Scott Axton  @Reply  
        
4 years ago
This is one of the reasons that Richard doesn't go into great lengths of using the Relationships tool.
( Database Tools -> Relationships  on the menu ribbon)

You will need to go to that window and click on each of the link lines then press delete to get rid of the Relationship in Access. Once you do that, "un-linking" the tables, you will be able to remove them.

If you set up your database properly, following along with Richards teaching, you handle the relationships programmatically not through the database.
Teeka Leone OP  @Reply  
     
4 years ago
Thanks Scott,  I am familiar with where and how to delete relationships.  Just not how to put them back using the method you describe.   Do you know what classes the handling of relationships programmatically is in?  I haven't see that in any classes I've taken so far.  Thanks in advance!
Scott Axton  @Reply  
        
4 years ago
That is what the ID in every table is for.  The relationship window is just used as a graphical representation.
As you have discovered SQL Server not only doesn't use it but doesn't support it.  There isn't a substitution that I know of.

THE DATA →
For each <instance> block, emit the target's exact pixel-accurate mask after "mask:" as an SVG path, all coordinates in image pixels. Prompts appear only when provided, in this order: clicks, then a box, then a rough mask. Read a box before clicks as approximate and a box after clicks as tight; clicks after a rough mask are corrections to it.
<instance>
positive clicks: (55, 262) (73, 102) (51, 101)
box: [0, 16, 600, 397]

REQUIRED WORK →
a - In the forum thread about Access relationships, reproduce word for word the passage that begins with the words containing "( Database Tools" and ends with "to remove them.".
b - Write what comes next in the forum thread about Access relationships, picking up after its final sentence.
The material has no connection to the forum thread about Access relationships.

LIST OF ANSWERS →
a -
( Database Tools -> Relationships  on the menu ribbon)

You will need to go to that window and click on each of the link lines then press delete to get rid of the Relationship in Access. Once you do that, "un-linking" the tables, you will be able to remove them.

b -
Richard Rost  @Reply  
           
4 years ago
You need to delete the GLOBAL relationships in your database, however this shouldn't break your queries that use AD-HOC relationships unless you've set up referential integrity with cascade updates and deletes. If you don't know what that means, then don't worry about it, but I covered this stuff in a class you already have: Access Expert 2, lesson 2.
Richard Rost  @Reply  
           
4 years ago
There's a reason why I don't generally use global relationships in my databases. They're a pain in the behind. I think I talk about that in the lesson too. The ONLY two reasons you'd really need them are for preventing orphans (order details without a parent order) and for cascade deletes (deleting all the details when you delete an order). BOTH can be done with VBA programmatically, which is what I prefer.